[Working data Boundary: Start]
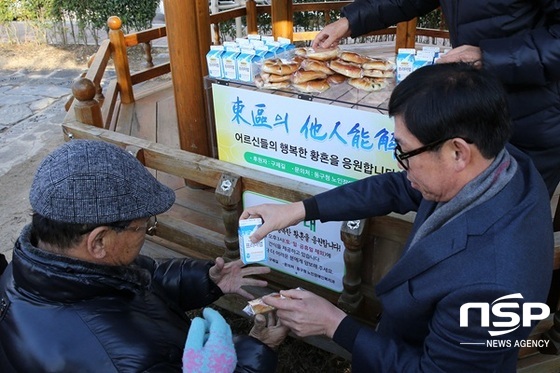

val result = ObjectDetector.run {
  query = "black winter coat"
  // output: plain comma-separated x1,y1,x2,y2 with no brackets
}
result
343,0,560,194
0,225,277,372
0,254,6,276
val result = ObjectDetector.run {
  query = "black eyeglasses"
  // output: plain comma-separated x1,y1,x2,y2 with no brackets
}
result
80,216,158,236
119,216,158,236
394,137,472,170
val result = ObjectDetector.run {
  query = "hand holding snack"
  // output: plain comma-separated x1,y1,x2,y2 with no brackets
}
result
243,293,284,316
263,288,347,339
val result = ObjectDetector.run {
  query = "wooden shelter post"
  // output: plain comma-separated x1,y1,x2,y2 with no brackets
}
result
271,0,293,40
162,0,211,176
395,19,418,52
108,17,134,104
246,0,258,35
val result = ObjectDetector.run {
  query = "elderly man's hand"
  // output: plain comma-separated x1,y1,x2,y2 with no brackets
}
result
209,257,270,299
249,312,289,350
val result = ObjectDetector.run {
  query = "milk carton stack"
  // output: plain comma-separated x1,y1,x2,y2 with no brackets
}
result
205,35,295,82
396,46,449,83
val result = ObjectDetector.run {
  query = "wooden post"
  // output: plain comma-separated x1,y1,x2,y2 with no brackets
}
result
395,18,418,53
215,173,242,260
142,42,154,68
162,1,211,153
246,0,258,35
338,219,367,313
107,16,134,104
271,0,293,41
124,145,146,165
72,77,103,128
163,0,212,187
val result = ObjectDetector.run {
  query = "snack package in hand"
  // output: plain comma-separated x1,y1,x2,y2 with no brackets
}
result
242,293,284,316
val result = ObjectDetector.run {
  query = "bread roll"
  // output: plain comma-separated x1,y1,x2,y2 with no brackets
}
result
261,59,300,75
291,69,328,84
294,47,308,58
362,69,394,78
254,75,291,90
328,59,362,78
362,58,395,71
362,69,384,78
348,77,387,91
305,47,340,61
292,79,330,93
260,72,292,83
339,51,372,65
300,59,334,75
327,73,347,85
292,55,306,64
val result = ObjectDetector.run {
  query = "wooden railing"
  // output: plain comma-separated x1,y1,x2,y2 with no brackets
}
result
209,0,449,50
65,16,170,130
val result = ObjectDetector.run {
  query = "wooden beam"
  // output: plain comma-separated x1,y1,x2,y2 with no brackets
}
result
130,63,171,85
61,121,327,200
124,26,167,46
271,0,293,41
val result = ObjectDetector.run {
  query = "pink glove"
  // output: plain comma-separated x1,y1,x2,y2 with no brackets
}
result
183,308,237,373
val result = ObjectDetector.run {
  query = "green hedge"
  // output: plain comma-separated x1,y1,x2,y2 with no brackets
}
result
1,0,159,44
1,0,446,45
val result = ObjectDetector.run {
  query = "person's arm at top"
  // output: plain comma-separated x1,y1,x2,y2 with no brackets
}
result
330,0,438,41
476,2,560,86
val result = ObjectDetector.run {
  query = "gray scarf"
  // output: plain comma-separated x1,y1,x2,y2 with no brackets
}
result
407,148,517,250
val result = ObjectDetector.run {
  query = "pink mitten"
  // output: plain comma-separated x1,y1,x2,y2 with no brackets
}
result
[Working data Boundary: End]
▶ Problem: Using the records above, count how many lines include the word "snack", and reply only with that figure.

▶ Answer for the task: 2